▶ _EXTRACTED INFORMATION_:

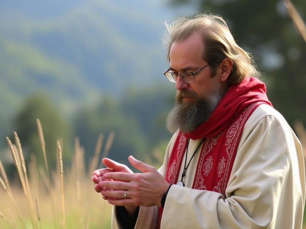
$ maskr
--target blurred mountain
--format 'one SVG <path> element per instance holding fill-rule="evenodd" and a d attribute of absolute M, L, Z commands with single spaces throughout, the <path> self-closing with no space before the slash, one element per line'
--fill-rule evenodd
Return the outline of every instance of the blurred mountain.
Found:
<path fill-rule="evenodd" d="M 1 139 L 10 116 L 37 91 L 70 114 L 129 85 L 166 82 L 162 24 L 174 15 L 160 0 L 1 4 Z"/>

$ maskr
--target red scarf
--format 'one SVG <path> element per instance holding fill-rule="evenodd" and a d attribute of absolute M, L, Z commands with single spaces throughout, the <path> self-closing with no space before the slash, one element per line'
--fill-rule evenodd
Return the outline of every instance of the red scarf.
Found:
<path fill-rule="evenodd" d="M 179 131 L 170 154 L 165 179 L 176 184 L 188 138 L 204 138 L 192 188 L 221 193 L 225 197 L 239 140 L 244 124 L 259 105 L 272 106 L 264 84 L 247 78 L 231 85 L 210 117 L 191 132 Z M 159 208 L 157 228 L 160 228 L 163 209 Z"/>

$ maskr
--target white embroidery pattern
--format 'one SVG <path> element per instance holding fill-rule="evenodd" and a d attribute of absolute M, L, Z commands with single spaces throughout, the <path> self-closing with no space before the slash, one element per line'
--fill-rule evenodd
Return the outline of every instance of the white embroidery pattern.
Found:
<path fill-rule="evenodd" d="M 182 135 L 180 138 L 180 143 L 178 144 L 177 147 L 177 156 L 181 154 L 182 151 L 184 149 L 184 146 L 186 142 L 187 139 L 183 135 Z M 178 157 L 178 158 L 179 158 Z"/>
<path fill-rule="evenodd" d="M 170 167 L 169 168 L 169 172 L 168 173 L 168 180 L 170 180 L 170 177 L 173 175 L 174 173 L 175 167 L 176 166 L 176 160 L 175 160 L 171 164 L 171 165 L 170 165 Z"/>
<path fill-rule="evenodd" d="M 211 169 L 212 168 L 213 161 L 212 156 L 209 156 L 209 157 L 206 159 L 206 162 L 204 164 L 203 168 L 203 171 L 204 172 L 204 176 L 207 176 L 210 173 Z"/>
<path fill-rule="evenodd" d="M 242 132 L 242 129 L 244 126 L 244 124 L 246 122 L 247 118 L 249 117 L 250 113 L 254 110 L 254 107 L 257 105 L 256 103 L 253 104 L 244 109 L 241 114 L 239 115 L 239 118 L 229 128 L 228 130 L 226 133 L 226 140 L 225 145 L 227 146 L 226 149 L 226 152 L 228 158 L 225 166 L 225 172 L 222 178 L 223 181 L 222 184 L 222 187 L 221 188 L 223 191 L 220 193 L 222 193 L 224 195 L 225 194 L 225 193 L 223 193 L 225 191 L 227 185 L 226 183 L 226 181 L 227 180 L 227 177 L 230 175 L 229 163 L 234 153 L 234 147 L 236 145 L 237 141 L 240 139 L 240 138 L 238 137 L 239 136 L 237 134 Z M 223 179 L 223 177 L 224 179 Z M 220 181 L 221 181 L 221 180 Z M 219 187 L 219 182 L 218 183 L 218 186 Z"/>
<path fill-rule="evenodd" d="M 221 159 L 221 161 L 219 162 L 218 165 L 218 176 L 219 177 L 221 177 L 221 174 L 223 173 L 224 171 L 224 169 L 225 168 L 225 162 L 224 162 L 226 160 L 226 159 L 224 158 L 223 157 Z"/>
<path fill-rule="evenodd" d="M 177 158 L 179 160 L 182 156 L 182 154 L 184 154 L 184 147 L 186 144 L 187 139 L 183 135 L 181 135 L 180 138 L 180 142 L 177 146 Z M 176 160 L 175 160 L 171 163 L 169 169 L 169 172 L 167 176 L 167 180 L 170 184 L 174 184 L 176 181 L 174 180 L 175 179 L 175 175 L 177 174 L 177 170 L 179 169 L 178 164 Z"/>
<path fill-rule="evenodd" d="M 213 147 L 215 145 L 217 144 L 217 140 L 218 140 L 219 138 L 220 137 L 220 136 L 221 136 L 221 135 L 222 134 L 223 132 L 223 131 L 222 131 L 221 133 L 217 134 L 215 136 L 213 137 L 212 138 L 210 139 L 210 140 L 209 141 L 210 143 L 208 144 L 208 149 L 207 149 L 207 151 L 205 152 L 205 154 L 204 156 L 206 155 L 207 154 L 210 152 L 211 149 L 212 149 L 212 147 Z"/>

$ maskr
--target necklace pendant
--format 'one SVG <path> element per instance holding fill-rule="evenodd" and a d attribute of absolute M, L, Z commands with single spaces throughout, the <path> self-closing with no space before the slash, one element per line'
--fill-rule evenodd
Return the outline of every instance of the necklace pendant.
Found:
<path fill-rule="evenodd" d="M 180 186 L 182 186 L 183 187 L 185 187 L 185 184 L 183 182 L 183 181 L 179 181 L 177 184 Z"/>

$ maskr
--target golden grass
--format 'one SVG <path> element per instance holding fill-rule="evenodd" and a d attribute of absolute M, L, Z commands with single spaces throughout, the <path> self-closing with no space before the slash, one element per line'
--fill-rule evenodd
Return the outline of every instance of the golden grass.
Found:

▶ _WHAT YOU WILL DO_:
Pull out every line above that contains the word "target", and copy each one in full.

▶ _EXERCISE RESPONSE_:
--target blurred mountain
--target red scarf
--target white embroidery pattern
--target necklace pendant
--target golden grass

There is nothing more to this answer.